* Start *

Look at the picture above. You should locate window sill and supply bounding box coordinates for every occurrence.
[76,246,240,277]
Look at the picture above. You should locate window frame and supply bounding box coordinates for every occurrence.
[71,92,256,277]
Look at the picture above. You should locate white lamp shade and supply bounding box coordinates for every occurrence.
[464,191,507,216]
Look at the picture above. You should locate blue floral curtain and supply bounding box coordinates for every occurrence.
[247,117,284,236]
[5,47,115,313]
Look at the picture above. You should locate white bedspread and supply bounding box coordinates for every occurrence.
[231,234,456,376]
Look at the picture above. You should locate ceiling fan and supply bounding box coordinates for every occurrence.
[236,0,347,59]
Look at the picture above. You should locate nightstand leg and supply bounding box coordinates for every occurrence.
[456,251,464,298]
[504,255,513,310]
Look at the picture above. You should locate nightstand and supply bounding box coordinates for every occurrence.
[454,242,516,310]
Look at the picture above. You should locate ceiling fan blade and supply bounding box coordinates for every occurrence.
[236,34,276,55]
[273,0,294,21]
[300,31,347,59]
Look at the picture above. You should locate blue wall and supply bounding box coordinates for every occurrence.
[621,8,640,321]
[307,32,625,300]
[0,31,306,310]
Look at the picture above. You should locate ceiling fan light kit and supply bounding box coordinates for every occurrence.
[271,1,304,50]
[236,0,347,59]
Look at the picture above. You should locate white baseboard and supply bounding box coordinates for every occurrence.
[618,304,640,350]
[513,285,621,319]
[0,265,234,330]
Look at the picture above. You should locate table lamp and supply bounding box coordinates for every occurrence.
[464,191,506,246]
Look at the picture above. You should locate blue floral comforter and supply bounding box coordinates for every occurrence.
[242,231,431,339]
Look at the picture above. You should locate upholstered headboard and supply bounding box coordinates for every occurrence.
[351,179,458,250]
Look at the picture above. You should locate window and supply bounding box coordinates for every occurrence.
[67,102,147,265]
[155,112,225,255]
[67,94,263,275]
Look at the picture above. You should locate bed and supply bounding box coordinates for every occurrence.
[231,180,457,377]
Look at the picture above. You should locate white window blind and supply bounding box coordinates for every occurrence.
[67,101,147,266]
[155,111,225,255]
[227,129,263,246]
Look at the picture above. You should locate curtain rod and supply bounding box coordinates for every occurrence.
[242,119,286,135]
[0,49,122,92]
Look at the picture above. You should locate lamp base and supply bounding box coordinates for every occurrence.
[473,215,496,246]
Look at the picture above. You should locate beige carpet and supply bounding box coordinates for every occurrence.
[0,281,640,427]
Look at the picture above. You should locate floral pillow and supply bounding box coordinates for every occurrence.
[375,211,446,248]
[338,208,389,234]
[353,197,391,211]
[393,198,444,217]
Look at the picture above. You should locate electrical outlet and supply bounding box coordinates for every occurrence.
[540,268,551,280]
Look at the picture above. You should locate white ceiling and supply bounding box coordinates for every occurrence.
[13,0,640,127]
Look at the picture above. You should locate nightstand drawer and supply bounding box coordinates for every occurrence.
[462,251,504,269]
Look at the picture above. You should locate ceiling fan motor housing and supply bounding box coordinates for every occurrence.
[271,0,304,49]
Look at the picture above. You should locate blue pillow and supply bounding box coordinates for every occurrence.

* End *

- [Task prompt] Rewrite every row above so that each "nightstand" becomes "bedside table", keeping everything else the same.

- [The result]
Look at the picture above. You should locate window sill and supply bounding box coordinates for every occurrence.
[76,246,240,277]
Look at the picture above. You should locate window frame and supply bounding box coordinates for every occurrence.
[71,92,256,277]
Look at the picture above. You should locate white lamp shade and supply bounding box coordinates for every occurrence.
[464,191,507,216]
Look at the picture above. You should locate blue floral curtain and supply bounding box coordinates for every occurrence.
[247,117,284,236]
[5,47,115,313]
Look at the picture above. You should locate white bedspread and supply bounding box coordinates for every occurrence.
[231,234,456,376]
Look at the picture above. You should locate ceiling fan and supply bounding box coordinates for every occurrence.
[236,0,347,59]
Look at the picture above. You should locate bedside table leg and supply bounding box coordinates for every occurrence.
[456,251,464,298]
[504,255,513,310]
Look at the picture above. You should locate bedside table and supply bounding box coordinates for every occurrence.
[454,242,516,310]
Look at the picture above. You should locate ceiling fan blade and supply bounding box coordinates for every occurrence.
[236,34,276,55]
[273,0,294,21]
[300,31,347,59]
Look at the picture above. You should locate blue wall and supply bounding box coordinates for every occurrence.
[621,8,640,321]
[307,32,625,300]
[0,31,306,310]
Look at the picture above. You should locate ceiling fan light kit and supply bounding box coordinates for every occurrence.
[271,1,304,50]
[236,0,347,59]
Look at the picture above. You should locate white baseboard and supply bounding box coordinates for every occurrence.
[618,304,640,350]
[513,285,621,319]
[0,265,234,330]
Look at the picture above. You should locate table lamp and supply bounding box coordinates for every occurrence.
[464,191,506,246]
Look at the picture above. You should locate blue floral comforter and supply bounding box coordinates for every occurrence.
[242,231,431,339]
Look at the picture above. You should locate upholstered headboard and supply bounding box coordinates for every occurrence.
[351,179,458,250]
Look at the picture above. You should locate window and supply bounding box coordinates for every occurrence.
[67,102,147,265]
[155,112,225,255]
[67,94,263,275]
Look at the picture above. You should locate bed and supply bounding box coordinates for every occurrence.
[231,180,457,377]
Look at the picture above. You should locate white window blind and supply bounding box coordinates for every occurrence.
[67,101,147,266]
[155,111,225,255]
[227,129,263,246]
Look at the picture above. You should locate curtain rod and supply bounding box coordinates for every occurrence.
[242,119,286,135]
[0,49,122,92]
Look at the picture above. You should locate lamp base and supply bounding box coordinates for every occurrence.
[473,215,496,246]
Look at the picture above. You should locate beige carpet and supply bounding box coordinates for every occurrence.
[0,281,640,427]
Look at the picture above. You should locate floral pillow and supply bounding box coordinates for every occurrence.
[375,211,446,248]
[338,208,389,234]
[353,197,391,211]
[393,198,444,217]
Look at the picture above. You should locate electrical outlet and supply bounding box coordinates for every occurrence.
[540,268,551,280]
Look at the picture above. You should locate white ceiling and supply bounding box coordinates for every occurrence.
[13,0,640,127]
Look at the picture above. You should locate bedside table drawer and supply bounding box coordinates for every occurrence.
[462,251,504,269]
Look at the picture above. You should locate ceiling fan motor housing and supply bounding box coordinates for every occurrence.
[271,0,304,49]
Look at the picture above. You should locate blue pillow and supply bounding box coordinates for every occurrence.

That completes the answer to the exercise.